+++ The records
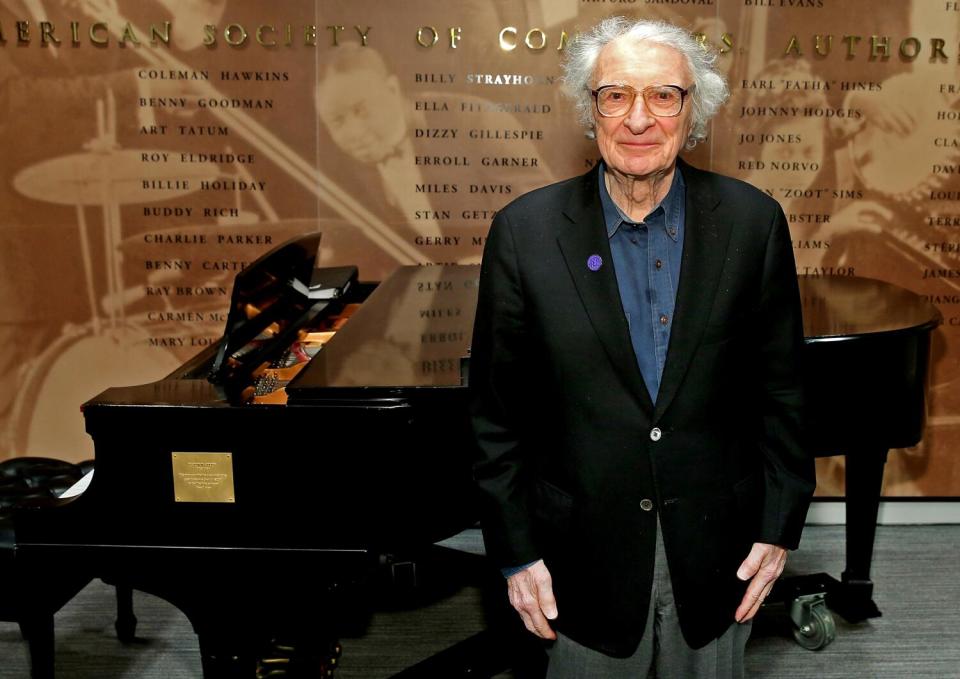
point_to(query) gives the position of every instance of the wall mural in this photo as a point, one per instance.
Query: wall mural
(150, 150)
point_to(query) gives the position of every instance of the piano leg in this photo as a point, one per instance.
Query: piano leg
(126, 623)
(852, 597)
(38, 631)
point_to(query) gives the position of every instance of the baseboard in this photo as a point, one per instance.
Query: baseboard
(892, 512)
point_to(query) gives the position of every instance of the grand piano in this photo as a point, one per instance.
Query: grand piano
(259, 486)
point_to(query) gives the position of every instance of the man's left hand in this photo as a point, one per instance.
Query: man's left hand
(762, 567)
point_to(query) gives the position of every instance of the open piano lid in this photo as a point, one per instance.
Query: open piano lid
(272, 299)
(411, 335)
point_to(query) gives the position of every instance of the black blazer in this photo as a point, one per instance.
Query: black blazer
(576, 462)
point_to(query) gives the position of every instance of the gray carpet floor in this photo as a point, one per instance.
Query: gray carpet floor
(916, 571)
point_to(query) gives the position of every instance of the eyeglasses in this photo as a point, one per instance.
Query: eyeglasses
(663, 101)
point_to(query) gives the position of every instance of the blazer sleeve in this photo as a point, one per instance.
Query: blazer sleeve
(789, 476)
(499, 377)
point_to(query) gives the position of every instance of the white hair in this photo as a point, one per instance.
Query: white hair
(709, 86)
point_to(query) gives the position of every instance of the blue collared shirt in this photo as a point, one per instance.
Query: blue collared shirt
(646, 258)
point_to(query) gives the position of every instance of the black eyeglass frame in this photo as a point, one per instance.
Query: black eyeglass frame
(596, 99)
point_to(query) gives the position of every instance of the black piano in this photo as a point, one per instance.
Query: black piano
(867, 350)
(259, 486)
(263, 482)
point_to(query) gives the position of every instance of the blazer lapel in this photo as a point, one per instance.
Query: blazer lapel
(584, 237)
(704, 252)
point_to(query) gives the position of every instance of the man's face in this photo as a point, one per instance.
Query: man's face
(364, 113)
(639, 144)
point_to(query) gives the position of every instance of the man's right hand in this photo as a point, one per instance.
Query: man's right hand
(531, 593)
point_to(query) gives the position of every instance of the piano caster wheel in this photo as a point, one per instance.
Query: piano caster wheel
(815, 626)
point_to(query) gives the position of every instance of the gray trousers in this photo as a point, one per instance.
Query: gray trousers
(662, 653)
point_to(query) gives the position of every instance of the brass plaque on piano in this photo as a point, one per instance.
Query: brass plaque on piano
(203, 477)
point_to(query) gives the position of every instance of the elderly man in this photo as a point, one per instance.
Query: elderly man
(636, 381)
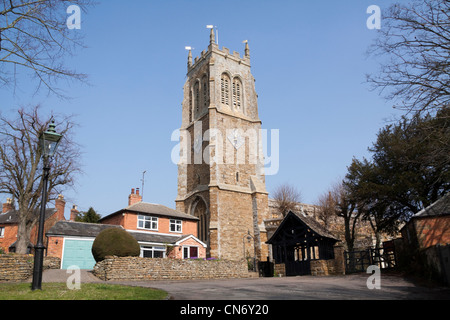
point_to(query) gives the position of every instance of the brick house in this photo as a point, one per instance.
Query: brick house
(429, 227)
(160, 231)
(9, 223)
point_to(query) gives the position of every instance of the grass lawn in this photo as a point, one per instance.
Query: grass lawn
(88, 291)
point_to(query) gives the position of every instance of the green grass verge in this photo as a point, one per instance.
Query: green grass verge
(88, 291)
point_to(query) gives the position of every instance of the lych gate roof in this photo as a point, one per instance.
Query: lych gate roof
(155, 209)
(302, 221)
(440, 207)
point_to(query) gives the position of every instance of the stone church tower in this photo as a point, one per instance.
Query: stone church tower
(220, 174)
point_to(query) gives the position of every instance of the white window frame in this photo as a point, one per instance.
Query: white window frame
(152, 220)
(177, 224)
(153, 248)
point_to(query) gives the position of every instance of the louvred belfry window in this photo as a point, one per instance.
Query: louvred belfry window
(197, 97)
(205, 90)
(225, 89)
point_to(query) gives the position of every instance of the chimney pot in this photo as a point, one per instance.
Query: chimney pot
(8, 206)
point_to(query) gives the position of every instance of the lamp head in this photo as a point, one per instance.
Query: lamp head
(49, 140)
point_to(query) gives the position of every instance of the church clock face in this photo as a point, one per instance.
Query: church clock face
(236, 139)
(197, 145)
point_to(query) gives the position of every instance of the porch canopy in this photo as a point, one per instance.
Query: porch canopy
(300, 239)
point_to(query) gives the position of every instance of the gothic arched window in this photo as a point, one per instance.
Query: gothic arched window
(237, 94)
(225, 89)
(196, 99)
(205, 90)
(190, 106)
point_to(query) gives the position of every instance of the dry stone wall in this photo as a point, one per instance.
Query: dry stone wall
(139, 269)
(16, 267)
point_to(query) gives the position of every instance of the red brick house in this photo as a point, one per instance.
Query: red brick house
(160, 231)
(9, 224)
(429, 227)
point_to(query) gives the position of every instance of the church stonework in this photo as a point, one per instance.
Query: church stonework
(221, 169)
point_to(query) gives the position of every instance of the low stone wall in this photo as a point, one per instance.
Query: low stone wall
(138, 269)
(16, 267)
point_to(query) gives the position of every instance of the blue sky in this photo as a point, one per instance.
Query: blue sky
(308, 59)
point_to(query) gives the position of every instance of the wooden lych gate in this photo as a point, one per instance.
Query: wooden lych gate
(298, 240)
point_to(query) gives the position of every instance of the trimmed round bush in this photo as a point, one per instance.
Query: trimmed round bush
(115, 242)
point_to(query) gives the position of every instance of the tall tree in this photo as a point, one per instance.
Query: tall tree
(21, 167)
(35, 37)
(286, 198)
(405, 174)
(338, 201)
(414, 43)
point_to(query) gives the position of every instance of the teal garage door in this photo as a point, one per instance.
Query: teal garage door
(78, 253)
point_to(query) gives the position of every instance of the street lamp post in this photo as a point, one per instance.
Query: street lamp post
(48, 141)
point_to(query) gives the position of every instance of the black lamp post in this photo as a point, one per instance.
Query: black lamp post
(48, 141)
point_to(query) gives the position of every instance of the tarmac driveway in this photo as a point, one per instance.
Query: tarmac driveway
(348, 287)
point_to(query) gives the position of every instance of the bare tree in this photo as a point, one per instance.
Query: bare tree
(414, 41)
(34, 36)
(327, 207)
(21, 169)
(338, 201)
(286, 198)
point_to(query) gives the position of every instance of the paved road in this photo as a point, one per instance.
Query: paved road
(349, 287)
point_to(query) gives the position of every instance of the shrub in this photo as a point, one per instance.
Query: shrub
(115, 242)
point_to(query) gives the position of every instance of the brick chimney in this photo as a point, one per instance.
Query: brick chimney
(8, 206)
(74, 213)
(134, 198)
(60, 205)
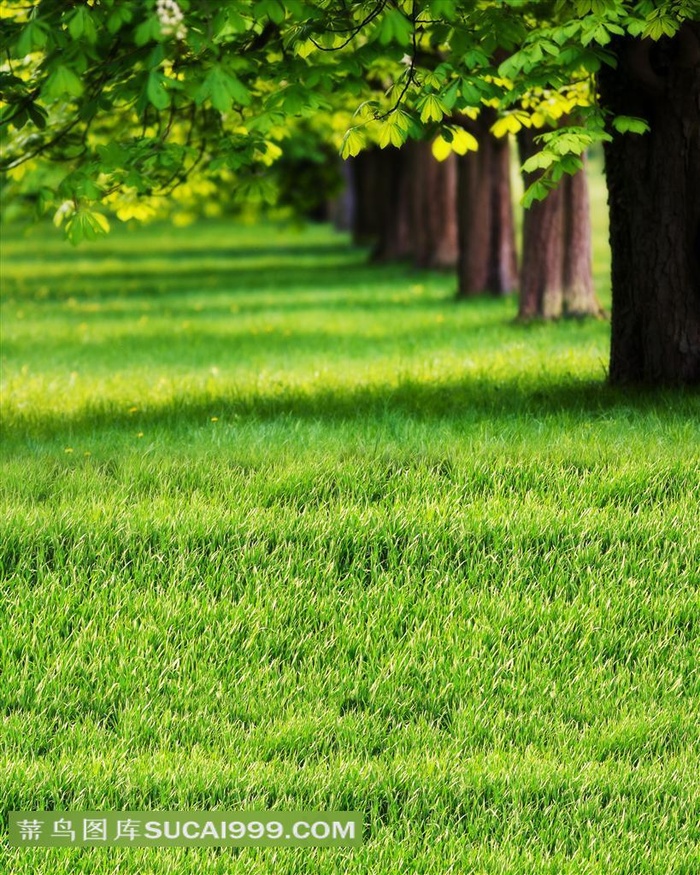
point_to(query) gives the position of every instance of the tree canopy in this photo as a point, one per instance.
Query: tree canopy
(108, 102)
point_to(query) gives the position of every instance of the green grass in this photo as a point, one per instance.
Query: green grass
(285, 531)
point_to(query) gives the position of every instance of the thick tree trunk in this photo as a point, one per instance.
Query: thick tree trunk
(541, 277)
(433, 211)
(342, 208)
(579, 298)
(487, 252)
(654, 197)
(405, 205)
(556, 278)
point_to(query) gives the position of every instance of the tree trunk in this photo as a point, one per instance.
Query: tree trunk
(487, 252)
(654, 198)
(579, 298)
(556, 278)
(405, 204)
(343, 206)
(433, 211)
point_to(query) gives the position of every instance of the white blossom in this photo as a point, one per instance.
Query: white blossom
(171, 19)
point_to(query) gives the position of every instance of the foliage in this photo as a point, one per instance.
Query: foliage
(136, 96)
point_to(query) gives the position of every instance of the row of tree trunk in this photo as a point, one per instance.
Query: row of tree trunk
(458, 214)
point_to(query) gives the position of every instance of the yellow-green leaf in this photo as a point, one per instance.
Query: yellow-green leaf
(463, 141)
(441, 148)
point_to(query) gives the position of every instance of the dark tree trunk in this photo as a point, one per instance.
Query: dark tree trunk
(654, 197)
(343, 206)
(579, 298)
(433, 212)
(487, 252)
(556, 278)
++++++
__Exercise details__
Copy out every line of the rows above word for word, leaving out the pictures.

__Answer to this exercise__
point_to(query) gives the position of every instance of the wall mural in this photo as a point, one per instance.
Query: wall mural
(150, 150)
point_to(query) gives the position of every instance of the piano leg in this photo as a point, one per instance.
Query: piano leg
(126, 623)
(852, 597)
(38, 631)
point_to(query) gives the position of every instance of the baseboard in this photo as a point, one per instance.
Query: baseboard
(892, 512)
point_to(query) gives the position of every instance of the grand piano in this photo as a point, one per instance.
Query: grand piano
(259, 486)
point_to(query) gives the position of every instance of the man's left hand in this photo as a point, one per instance.
Query: man's left hand
(762, 567)
point_to(query) gives the position of every instance of the open piano lid in this photo as a point, one per instance.
Query: open piano lid
(272, 299)
(411, 335)
point_to(query) gives the position of every instance of the black blazer in this photo as a point, one per instance.
Query: black blazer
(576, 462)
point_to(query) gives the position of every instance of the gray carpet floor in this photo as a point, one per instance.
Query: gray carpet floor
(916, 571)
point_to(query) gives the position of every instance of the eyeglasses in this photo as a point, one per instance.
Query: eyeglasses
(663, 101)
point_to(query) gives the position of every instance of the blazer sleeve in this photo as a point, one per instance.
Query: blazer sleeve
(789, 476)
(499, 377)
point_to(query) gives the position of every instance of the white hair in this photo as a point, one per instance.
Query: white hair
(709, 86)
point_to(query) gives the position of every instance of the blue collared shirt in this photo as a point, one per instance.
Query: blue collared shirt
(646, 258)
point_to(query) gives the position of every instance of the black eyeglass frame in this photo as a point, one per instance.
Query: black eyeglass frame
(596, 99)
point_to(query) gives the position of every instance of the black piano in this photo as a point, one per instance.
Query: black piano
(867, 350)
(259, 486)
(263, 482)
point_to(query) gives the position of every instance of the blazer lapel in this photo as a point, one per instance.
Query: blazer lapel
(584, 237)
(704, 252)
point_to(query) gives the position of every instance of the man's face in this photo as a point, one per instance.
Query: man's face
(364, 113)
(639, 144)
point_to(query) gives the position of every instance of the man's right hand in this photo as a point, one per instance.
Query: man's right hand
(531, 593)
point_to(query) gives the position of every instance of the piano caster wheel in this photo as a point, one per instance.
Query: piano caster wheel
(815, 626)
point_to(query) gives the position of every instance of the gray trousers in this photo as a point, one per instance.
Query: gray trousers
(662, 653)
point_to(query) gives the position of every instance of the brass plaque on piano in this photo as a point, one per instance.
Query: brass plaque on piano
(203, 477)
point_to(query) gives the position of every instance of the elderly man in this photo as a point, one per instance.
Query: elderly man
(636, 381)
point_to(query) gives the position of every instance of the brick house in this photo as a point, one per instance.
Query: brick house
(429, 227)
(160, 231)
(9, 223)
point_to(query) gives the position of every instance of the grass lawn in this photo as a point, one per instance.
Query: grass lawn
(88, 291)
point_to(query) gives the position of every instance of the green grass verge in this photo as a point, one per instance.
Query: green grass verge
(88, 291)
point_to(query) gives the position of every instance of the lych gate roof in this photo as a point, one per instance.
Query: lych gate roof
(155, 209)
(302, 221)
(440, 207)
point_to(query) gives the position of every instance of the stone church tower in this photo as a point, one per instance.
Query: stone church tower
(220, 174)
point_to(query) gives the position of every instance of the white window frame in this photo as a point, one per instance.
Query: white window frame
(152, 220)
(177, 224)
(153, 248)
point_to(query) gives the position of every instance of the louvred belfry window in this photo as a point, one per instance.
Query: louvred belfry window
(197, 97)
(205, 90)
(225, 89)
point_to(query) gives the position of every instance of the chimney pot in this photo as a point, one per instance.
Query: chimney pot
(8, 206)
point_to(query) gives the position of every instance of the lamp head in this photo as a point, one per instance.
Query: lamp head
(49, 140)
point_to(query) gives the position of every instance of the church clock face in this photo as a point, one per instance.
Query: church clock face
(236, 139)
(197, 145)
point_to(query) gives the position of every instance of the porch canopy in this photo as a point, one per instance.
Query: porch canopy
(300, 239)
point_to(query) gives the position of every instance of the gothic arched window in this photo as a point, one per instance.
Query: gothic arched window
(237, 94)
(225, 89)
(196, 99)
(205, 90)
(190, 106)
point_to(query) gives the position of every instance of the dry stone wall in this photo as a point, one per instance.
Query: dry stone wall
(139, 269)
(16, 267)
point_to(query) gives the position of every instance of the red brick house in this photo as a point, one per instance.
Query: red brick house
(160, 231)
(9, 224)
(429, 227)
point_to(query) gives the position of every instance of the church stonework in this photo as a point, one per instance.
Query: church stonework
(221, 169)
point_to(query) gives the position of every instance of the low stone wall in this photo as a point, one per instance.
Query: low stone wall
(138, 269)
(16, 267)
point_to(query) gives the position of every instance of the blue sky in this photo as a point, one per instance.
Query: blue sky
(308, 59)
point_to(query) gives the position of every instance of the wooden lych gate in this photo as a point, one per instance.
Query: wooden lych gate
(298, 240)
point_to(query) gives the position of every instance of the trimmed round bush in this photo as a point, one per instance.
Query: trimmed round bush
(115, 242)
point_to(query) gives the position of every instance of the tall tree in this photo as a point, one per instance.
Query: tall tree
(21, 167)
(35, 37)
(286, 198)
(405, 174)
(338, 201)
(414, 43)
point_to(query) gives the position of every instance of the teal garage door in this photo as a point, one per instance.
Query: teal garage door
(78, 253)
point_to(query) gives the position of every instance of the street lamp post in this photo as a point, one per instance.
Query: street lamp post
(48, 141)
point_to(query) gives the position of every instance of the black lamp post in this photo as a point, one per instance.
Query: black lamp post
(48, 141)
point_to(query) gives the position of every instance of the tarmac driveway in this photo as a point, one per instance.
Query: tarmac driveway
(348, 287)
point_to(query) gives the position of every instance of the bare tree in this photo as a point, one per instance.
Query: bare tree
(414, 41)
(34, 36)
(327, 207)
(21, 169)
(338, 201)
(286, 198)
point_to(query) gives the position of every instance of the paved road in this photo as a point, one per instance.
Query: paved road
(349, 287)
point_to(query) gives the position of every instance of the shrub in this photo as a point, one per instance.
Query: shrub
(115, 242)
point_to(query) gives the position of every instance of the brick chimney in this photo as a point, one per instance.
Query: brick chimney
(8, 206)
(74, 213)
(134, 198)
(60, 205)
point_to(query) gives the position of every instance of the tree canopy in this photo as a point, one per instance.
Query: tree canopy
(108, 102)
point_to(query) gives the position of every instance of the green grass in this photo as a point, one per instance.
Query: green grass
(285, 531)
point_to(query) gives the position of every instance of the thick tree trunk in this photo as a point, one per instance.
Query: thick tree trunk
(541, 277)
(433, 211)
(342, 208)
(579, 298)
(487, 252)
(654, 197)
(405, 205)
(556, 278)
point_to(query) gives the position of every instance of the tree trunk in this photo as a point, one per instance.
Query: tree trunk
(487, 252)
(654, 198)
(579, 298)
(556, 278)
(405, 204)
(343, 206)
(433, 211)
point_to(query) gives the position of every instance of the white blossom in this photo as a point, one per instance.
Query: white blossom
(171, 19)
point_to(query) gives the position of every instance of the foliage in this photo as a point, one per instance.
Query: foliage
(136, 96)
point_to(query) gives the position of every instance of the row of tree trunk in this photo as a point, one per instance.
Query: row of tree trunk
(458, 214)
point_to(query) gives the position of every instance of the yellow-green leaf in this photo as a point, one per instance.
Query: yellow-green leaf
(463, 141)
(441, 148)
point_to(query) gives the position of every instance of the dark tree trunk in this photo as a point, one per instance.
Query: dark tree trunk
(654, 197)
(343, 206)
(579, 298)
(433, 212)
(487, 252)
(556, 278)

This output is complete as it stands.